§ TASK TO COMPLETE
Write out the entries below once more, exactly.
--- RECORDS PROVIDED ---
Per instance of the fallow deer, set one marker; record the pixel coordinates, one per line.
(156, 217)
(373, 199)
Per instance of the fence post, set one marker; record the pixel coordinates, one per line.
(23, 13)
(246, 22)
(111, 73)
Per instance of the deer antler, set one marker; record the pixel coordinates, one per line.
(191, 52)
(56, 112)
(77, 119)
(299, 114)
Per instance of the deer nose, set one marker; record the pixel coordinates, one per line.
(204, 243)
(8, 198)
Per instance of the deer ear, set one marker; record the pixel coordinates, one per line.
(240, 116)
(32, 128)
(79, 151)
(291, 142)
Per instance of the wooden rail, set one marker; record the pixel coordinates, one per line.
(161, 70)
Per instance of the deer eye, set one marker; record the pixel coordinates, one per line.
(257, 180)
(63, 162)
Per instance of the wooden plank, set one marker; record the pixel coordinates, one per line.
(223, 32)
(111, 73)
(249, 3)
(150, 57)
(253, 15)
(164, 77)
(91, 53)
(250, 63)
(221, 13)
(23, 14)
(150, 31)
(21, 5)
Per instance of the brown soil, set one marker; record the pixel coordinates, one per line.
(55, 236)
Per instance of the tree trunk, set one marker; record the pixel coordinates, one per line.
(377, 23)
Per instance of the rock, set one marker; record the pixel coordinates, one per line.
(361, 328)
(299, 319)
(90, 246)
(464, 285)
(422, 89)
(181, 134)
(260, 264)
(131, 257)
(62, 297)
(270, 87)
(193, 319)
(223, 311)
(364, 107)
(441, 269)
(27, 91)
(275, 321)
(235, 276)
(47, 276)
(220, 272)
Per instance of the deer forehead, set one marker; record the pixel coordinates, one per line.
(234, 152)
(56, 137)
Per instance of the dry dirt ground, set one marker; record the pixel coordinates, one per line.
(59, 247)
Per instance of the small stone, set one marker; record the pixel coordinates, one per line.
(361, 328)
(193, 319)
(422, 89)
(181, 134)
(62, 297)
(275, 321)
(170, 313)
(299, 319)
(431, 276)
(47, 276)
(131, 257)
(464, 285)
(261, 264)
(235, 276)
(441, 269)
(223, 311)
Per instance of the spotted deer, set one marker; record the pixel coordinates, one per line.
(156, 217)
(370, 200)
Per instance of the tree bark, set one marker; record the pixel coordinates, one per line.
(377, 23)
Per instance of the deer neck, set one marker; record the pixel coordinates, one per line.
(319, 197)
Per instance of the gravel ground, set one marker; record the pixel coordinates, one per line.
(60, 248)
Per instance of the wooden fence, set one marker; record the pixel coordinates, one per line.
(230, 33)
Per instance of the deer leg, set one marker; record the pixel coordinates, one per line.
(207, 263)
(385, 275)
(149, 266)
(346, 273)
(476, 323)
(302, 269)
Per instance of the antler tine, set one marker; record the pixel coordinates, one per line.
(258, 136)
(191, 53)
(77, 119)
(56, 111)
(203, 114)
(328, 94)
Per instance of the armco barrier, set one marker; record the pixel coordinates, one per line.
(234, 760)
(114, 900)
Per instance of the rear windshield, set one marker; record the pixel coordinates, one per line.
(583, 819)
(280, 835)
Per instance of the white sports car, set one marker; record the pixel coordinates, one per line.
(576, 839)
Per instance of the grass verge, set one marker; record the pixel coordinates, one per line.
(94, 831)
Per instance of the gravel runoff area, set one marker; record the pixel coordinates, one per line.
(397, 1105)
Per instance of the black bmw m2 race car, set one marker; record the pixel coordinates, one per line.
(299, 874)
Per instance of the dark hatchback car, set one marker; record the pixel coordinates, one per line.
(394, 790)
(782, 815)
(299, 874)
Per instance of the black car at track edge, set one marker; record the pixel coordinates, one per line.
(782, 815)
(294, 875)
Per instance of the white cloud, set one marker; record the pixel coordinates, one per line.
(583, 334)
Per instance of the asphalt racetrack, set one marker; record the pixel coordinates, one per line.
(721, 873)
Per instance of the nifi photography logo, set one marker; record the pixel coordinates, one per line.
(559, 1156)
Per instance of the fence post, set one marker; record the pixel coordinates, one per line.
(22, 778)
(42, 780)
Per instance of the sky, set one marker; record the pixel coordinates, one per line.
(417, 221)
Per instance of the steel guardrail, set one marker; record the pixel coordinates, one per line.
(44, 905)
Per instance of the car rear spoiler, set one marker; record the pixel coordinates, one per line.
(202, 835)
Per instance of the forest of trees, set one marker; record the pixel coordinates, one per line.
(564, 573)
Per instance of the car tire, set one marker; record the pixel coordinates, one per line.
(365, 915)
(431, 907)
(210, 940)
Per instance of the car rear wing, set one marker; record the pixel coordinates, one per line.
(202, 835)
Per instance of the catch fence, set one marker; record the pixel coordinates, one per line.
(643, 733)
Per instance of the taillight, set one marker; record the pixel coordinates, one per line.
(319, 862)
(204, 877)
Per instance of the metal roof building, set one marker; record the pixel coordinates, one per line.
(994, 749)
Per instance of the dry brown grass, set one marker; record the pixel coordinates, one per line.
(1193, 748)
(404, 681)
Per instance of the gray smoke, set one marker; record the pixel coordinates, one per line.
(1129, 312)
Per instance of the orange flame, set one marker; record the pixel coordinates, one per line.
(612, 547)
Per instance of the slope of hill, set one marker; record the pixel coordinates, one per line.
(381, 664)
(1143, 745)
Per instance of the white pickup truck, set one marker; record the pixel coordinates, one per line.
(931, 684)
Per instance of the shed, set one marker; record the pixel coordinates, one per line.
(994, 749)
---
§ COMPLETE RESPONSE
Per instance of the fallow deer, set one marker; record the pixel coordinates, one per line.
(156, 217)
(373, 199)
Per instance of the fence post, set one marker; record the pixel coordinates, one per line.
(23, 13)
(246, 22)
(111, 73)
Per instance of the deer antler, set one marker; record the pixel coordinates, one per line.
(191, 52)
(56, 112)
(77, 119)
(299, 114)
Per instance of the deer nose, set one marker; record the pixel coordinates, one per line.
(204, 243)
(8, 198)
Per instance of the deer ear, set one marker; record the pixel coordinates, one per line.
(240, 116)
(32, 128)
(79, 151)
(291, 142)
Per instance of the wooden rail, set one marker; record the pixel coordinates, one per line.
(161, 70)
Per instance of the deer eye, set one marker; record the pixel coordinates, one per line.
(257, 180)
(63, 162)
Per instance of the wooden plank, set one marker; record the pixel coordinates, one per line.
(223, 32)
(111, 73)
(249, 3)
(150, 57)
(253, 15)
(164, 77)
(91, 53)
(250, 63)
(221, 13)
(23, 14)
(150, 31)
(21, 5)
Per instance of the brown soil, set one marker; record the pixel coordinates, one per line.
(55, 236)
Per instance of the tree trunk, set one marker; record the pixel coordinates, one per line.
(377, 23)
Per instance of the rock, set one marker; record the pixel coordinates, one per line.
(361, 328)
(299, 319)
(90, 246)
(464, 285)
(422, 89)
(181, 134)
(260, 264)
(131, 257)
(62, 297)
(270, 87)
(193, 319)
(223, 311)
(364, 107)
(441, 269)
(27, 91)
(275, 321)
(235, 276)
(47, 276)
(220, 272)
Per instance of the deer forehead, set one marker; record the pixel coordinates, one per line.
(234, 152)
(56, 137)
Per instance of the dry dirt ground, set one marker; record the pixel coordinates, one per line.
(59, 247)
Per instance of the small stone, set one marker; record the pixel coordinates, one per line.
(361, 328)
(193, 319)
(422, 89)
(181, 134)
(62, 297)
(275, 321)
(170, 313)
(299, 319)
(431, 276)
(47, 276)
(131, 257)
(464, 285)
(261, 264)
(235, 276)
(441, 269)
(223, 311)
Per instance of the spotted deer, set one marker; record the pixel coordinates, one per line.
(156, 217)
(370, 200)
Per instance of the tree bark, set one marker; record the pixel coordinates, one per line.
(377, 23)
Per instance of the deer neck, set one marker; record the pixel coordinates, one per line.
(319, 197)
Per instance of the gravel ground, set one marker; record the pixel coordinates, one per line.
(60, 248)
Per instance of the wooden fence, set one marker; record the pixel coordinates, one per line.
(230, 33)
Per instance of the deer leg, set one marker; record the pixel coordinates, one per line.
(207, 263)
(385, 275)
(149, 266)
(346, 273)
(476, 323)
(302, 269)
Per instance of the antler tine, set one marker; record the pixel coordinates, one per line.
(258, 136)
(191, 53)
(77, 119)
(56, 111)
(203, 114)
(328, 94)
Per instance of the armco barrier, set one marker; record the pixel coordinates, one per line.
(234, 760)
(114, 900)
Per instance of the rear windshield, set one marker; record the pixel coordinates, one per line.
(583, 819)
(280, 835)
Per instance of the white sports car, set one marker; record the pixel coordinates, one per line.
(576, 839)
Per instance of the grass verge, set one marker; record the pixel coordinates, one per line.
(94, 831)
Per instance of the gravel runoff area, set one marker; record the pixel coordinates, one per line.
(397, 1105)
Per instance of the black bmw m2 race car, set one marker; record the pixel coordinates, one per line.
(299, 874)
Per instance of the dark hatchback car, set one marker; record the pixel coordinates, one per line.
(394, 790)
(782, 815)
(299, 874)
Per instance of the black car at track edge, set one marker; record the pixel coordinates, one per line.
(782, 815)
(294, 875)
Per instance of the white cloud, set one marker; record the pixel coordinates, one per line.
(583, 334)
Per instance of the asphalt racetrack, set one marker; record the pixel coordinates, one per line.
(721, 873)
Per instance of the nifi photography logo, set one marker; record the pixel coordinates, one per line.
(559, 1156)
Per instance of the fence post, set one marker; record the pixel coordinates, one per line.
(22, 778)
(42, 780)
Per instance of the sky, set one marker; record the pixel coordinates, one per line.
(417, 221)
Per instance of the steel guardrail, set one marker; record the pixel coordinates, one per line.
(44, 905)
Per instance of the car rear spoiler, set one marker; record the pixel coordinates, one per line.
(202, 835)
Per instance of the forest of trees, set one marker; record the pixel coordinates, one per line.
(564, 573)
Per instance of the car tire, set one marker; record the pixel coordinates, one per line.
(365, 915)
(431, 907)
(210, 940)
Per instance of the car rear wing, set one marker; record the pixel coordinates, one per line.
(202, 835)
Per instance of the catch fence, set one marker; record the pixel coordinates, one per line.
(643, 733)
Per instance of the taillight, set one marker; record the pixel coordinates, one per line.
(319, 862)
(204, 877)
Per instance of the metal roof building, set one marker; record the pixel coordinates, one per line.
(994, 749)
Per instance of the dry brown grass, set one marker; record the pixel coordinates, one per line.
(1193, 748)
(404, 681)
Per instance of the gray smoke, set one marker; record the pixel coordinates, one per line.
(1129, 312)
Per instance of the orange flame, set one marker; record the pixel coordinates, one per line.
(612, 547)
Per instance of the slope of hill, set one marker; record the pixel coordinates, one per line.
(381, 664)
(1143, 745)
Per instance of the white pickup truck, set one marker; record the pixel coordinates, one per line.
(931, 684)
Per instance of the shed, set one marker; record the pixel coordinates, one per line.
(994, 749)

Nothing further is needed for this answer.